What you have to do:
Reproduce the stretch from the start of the entries through the line containing "108), (161, 108)]]", requests included, and add -114 to every coordinate in the answers but not to the requests or their format samples.

Stored data entries:
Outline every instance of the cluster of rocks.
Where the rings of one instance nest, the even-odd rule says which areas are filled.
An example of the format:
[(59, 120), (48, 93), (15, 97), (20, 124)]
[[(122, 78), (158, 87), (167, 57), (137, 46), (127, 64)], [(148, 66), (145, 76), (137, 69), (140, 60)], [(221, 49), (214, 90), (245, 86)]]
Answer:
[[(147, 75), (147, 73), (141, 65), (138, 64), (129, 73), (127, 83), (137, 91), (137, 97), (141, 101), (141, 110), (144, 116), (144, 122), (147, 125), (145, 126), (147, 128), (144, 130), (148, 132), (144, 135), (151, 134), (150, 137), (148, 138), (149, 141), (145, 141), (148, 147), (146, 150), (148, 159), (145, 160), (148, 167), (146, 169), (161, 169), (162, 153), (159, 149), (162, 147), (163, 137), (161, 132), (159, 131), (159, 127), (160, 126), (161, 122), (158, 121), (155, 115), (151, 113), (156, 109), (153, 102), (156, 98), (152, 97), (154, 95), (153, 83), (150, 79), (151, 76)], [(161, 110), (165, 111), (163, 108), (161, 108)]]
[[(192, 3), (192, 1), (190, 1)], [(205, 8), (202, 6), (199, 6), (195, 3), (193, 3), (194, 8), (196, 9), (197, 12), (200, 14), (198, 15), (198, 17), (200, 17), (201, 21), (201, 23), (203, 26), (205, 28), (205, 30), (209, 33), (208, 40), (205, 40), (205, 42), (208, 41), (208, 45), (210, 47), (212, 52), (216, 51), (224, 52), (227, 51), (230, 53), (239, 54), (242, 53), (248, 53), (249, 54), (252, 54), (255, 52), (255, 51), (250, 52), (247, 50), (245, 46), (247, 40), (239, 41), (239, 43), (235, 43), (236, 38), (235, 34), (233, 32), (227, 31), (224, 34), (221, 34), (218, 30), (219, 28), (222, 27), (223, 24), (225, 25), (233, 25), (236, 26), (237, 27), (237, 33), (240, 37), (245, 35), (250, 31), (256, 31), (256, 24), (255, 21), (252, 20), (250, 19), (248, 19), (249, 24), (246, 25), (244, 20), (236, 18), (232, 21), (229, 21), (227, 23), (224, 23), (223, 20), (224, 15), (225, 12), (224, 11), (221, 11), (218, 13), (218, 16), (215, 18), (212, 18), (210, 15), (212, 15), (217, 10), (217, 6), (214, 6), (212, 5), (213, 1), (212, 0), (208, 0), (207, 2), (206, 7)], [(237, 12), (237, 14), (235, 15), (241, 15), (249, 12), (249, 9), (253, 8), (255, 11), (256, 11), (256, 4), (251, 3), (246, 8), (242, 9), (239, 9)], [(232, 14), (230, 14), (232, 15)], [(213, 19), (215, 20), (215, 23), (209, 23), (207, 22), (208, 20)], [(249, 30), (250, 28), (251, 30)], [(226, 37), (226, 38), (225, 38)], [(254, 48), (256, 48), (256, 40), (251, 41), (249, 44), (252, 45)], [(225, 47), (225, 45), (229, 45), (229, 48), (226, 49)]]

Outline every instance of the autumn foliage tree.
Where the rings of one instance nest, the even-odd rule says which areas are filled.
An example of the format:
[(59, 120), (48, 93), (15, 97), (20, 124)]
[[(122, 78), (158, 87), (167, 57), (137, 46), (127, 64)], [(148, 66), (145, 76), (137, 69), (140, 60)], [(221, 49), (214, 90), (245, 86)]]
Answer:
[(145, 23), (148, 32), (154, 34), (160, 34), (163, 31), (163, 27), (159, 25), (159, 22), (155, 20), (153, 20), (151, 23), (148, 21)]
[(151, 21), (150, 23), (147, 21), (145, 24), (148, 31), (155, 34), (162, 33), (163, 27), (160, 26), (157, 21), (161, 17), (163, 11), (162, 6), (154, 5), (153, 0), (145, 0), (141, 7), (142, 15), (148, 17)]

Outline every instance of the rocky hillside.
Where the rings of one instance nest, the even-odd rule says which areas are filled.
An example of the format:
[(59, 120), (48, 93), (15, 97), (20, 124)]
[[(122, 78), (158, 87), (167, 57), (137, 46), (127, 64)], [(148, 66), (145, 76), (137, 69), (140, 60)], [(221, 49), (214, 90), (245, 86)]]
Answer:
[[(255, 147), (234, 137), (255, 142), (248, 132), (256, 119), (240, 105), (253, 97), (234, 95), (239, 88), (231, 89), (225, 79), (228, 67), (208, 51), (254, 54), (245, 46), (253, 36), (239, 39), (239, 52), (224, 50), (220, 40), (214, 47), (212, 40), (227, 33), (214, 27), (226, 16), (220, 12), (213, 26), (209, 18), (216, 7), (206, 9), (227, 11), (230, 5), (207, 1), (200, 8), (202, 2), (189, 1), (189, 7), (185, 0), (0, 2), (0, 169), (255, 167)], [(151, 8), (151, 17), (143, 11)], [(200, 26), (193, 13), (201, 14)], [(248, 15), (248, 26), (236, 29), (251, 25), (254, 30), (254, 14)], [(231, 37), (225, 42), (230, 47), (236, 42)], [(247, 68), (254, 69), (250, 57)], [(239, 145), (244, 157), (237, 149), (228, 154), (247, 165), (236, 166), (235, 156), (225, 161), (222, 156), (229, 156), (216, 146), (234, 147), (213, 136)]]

The answer:
Outline every instance of the cluster of rocks.
Where the rings of one instance nest, the even-odd rule says which areas are filled.
An example of the format:
[(59, 120), (48, 93), (15, 97), (20, 124)]
[[(122, 78), (158, 87), (167, 57), (137, 46), (127, 64)], [(148, 66), (145, 76), (137, 69), (140, 60)], [(221, 49), (214, 90), (245, 86)]]
Answer:
[[(33, -39), (33, -41), (27, -49), (24, -50), (15, -41), (13, -31), (23, -23), (23, -17), (27, -13), (27, -4), (30, 2), (30, 8), (33, 11), (31, 12), (33, 14), (30, 16), (34, 18), (30, 21), (37, 20), (36, 23), (34, 24), (35, 27), (31, 27), (34, 33), (32, 36), (34, 45), (31, 46), (34, 53), (32, 55), (47, 55), (48, 39), (45, 35), (48, 33), (49, 23), (47, 18), (45, 17), (45, 13), (46, 12), (47, 8), (44, 7), (41, 1), (37, -1), (42, -5), (39, -12), (42, -16), (38, -17), (40, -19), (39, -31), (36, -35), (37, -38)], [(47, -4), (51, -3), (49, -6), (47, -6)]]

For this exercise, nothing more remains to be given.